Another person told us that we may be able to roof this section to get around it? (although that would not help us with the termite barrier). 
Another thought was to cut the 200mm out and leave it, but I would assume there would be something in the building code that would prevent us from leaving it as described. 
Any thoughts would greatly be appreciated as I have no knowledge of the building code and seem to be getting mixed answers from the BSA/council. 
Cheers!

----------


## woodchip

Hi, 
What type of termite protection do you have? 
Was there a stuff-up with the external slab height? 
Does the external slab slope away from the building?, if it does surely the drain would be a waste of money, or could be set down the required depth so you get the visual on termite barrier as you say. 
cheers

----------


## ringtail

I actually thought you needed 100 mm between slab heights. This is the norm for garages that have a entry into the house and all the slab on ground houses that Ive had anything to do with. I must admit I havent had a look through the BCA regarding the issue but it certainly is the done thing in Brisbane at least. With as little as 25 mm you may aswell have them level

----------


## woodchip

Gday ringtail, 
I did a waffle pod slab on flat ground some years ago that had a 1 brick (86mm) step down into garage from internal access to it. 
However I have just had a strip footing & infill slab engineered, with no step down into garage area from internal access (2x bedrooms, bathroom & laundry on same level).
I also havent looked at BCA on it, left it to the engineer.

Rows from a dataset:

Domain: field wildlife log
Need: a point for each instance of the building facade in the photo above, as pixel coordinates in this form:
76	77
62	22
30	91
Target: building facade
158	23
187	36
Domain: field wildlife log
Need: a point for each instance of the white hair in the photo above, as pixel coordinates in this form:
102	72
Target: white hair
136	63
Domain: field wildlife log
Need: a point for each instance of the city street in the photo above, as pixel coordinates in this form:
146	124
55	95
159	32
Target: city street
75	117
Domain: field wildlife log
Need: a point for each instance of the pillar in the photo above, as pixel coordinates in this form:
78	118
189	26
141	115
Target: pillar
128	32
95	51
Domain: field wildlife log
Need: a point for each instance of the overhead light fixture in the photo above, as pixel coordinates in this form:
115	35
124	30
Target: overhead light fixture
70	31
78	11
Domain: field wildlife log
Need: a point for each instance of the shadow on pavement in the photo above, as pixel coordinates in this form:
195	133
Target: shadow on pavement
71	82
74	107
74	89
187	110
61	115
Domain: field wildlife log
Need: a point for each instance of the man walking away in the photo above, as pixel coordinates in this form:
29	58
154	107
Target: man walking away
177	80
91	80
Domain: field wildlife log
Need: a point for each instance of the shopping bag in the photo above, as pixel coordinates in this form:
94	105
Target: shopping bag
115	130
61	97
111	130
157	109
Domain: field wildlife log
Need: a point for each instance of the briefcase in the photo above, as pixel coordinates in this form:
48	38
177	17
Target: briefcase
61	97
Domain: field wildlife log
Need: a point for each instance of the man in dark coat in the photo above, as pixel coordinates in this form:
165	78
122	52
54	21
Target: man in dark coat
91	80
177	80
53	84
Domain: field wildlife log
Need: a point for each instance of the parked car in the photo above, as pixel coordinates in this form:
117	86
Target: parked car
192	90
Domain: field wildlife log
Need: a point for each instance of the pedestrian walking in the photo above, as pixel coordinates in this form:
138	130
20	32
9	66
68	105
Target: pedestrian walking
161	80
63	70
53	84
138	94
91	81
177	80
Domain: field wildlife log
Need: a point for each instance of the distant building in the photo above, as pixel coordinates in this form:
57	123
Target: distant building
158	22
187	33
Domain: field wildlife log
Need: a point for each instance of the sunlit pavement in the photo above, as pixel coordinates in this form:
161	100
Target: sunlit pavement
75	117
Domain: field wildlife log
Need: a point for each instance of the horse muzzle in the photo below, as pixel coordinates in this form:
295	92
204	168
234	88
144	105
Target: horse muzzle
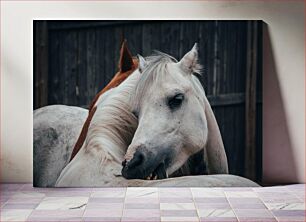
144	165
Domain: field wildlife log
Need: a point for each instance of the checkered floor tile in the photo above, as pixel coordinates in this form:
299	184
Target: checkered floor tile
22	202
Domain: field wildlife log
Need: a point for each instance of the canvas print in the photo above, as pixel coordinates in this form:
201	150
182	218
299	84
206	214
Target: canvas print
147	103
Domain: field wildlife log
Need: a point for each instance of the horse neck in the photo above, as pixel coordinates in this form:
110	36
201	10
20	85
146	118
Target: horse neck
113	125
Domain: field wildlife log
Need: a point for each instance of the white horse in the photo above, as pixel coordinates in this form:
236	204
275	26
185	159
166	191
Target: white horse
175	121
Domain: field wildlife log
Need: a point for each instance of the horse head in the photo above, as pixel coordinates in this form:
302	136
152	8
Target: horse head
171	107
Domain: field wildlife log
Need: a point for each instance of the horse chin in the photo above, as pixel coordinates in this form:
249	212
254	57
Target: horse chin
159	173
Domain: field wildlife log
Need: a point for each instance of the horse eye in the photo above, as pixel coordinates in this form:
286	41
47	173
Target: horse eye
176	101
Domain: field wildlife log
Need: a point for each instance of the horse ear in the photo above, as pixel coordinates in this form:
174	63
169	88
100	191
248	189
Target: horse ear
142	63
214	152
126	60
189	62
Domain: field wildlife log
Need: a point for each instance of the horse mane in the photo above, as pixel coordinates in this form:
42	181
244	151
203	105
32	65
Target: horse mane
127	65
154	71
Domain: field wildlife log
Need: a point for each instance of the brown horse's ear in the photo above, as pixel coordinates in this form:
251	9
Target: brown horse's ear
126	60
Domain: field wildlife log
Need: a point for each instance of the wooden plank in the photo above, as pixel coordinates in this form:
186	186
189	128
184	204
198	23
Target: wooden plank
41	64
250	105
83	25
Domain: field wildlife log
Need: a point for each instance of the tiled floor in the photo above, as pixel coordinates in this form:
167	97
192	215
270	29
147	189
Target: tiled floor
22	202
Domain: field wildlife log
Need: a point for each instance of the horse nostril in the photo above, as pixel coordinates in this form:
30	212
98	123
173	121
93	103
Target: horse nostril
137	160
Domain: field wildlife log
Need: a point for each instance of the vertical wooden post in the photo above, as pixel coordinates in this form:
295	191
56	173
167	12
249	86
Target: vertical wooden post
41	64
250	104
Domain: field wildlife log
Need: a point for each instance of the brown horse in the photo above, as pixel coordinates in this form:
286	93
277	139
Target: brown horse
127	65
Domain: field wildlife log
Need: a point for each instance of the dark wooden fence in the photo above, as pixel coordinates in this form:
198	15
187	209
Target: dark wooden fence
73	60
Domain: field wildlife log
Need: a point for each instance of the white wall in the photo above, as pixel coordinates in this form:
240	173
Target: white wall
284	117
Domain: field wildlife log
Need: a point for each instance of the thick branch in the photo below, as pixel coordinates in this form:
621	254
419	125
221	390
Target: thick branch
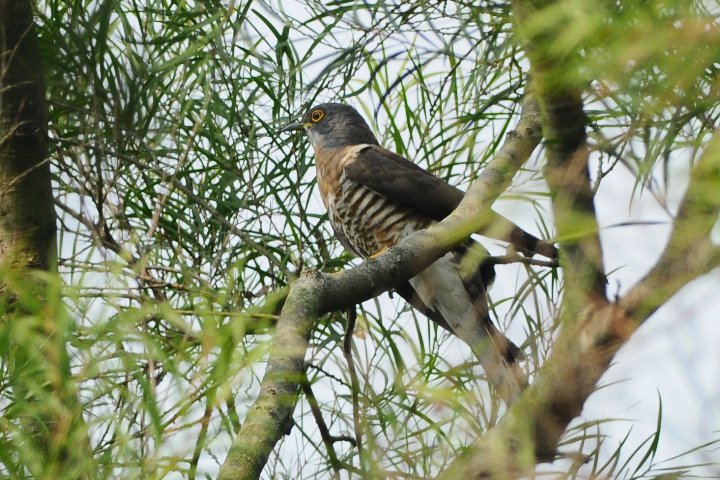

Aim 1:
Answer these questions about the forum thread:
(a) What gap between slab heights did ringtail believe was required?
(b) How high was the step down into the garage on woodchip's earlier waffle pod slab?
(c) To whom did woodchip leave the BCA question on the strip footing and infill slab?
Aim 2:
Quote the forum thread word for word from "Another person told" up to and including "from the BSA/council.".

Complete output 1:
(a) 100 mm.
(b) One brick, 86mm.
(c) The engineer.

Complete output 2:
Another person told us that we may be able to roof this section to get around it? (although that would not help us with the termite barrier). 
Another thought was to cut the 200mm out and leave it, but I would assume there would be something in the building code that would prevent us from leaving it as described. 
Any thoughts would greatly be appreciated as I have no knowledge of the building code and seem to be getting mixed answers from the BSA/council.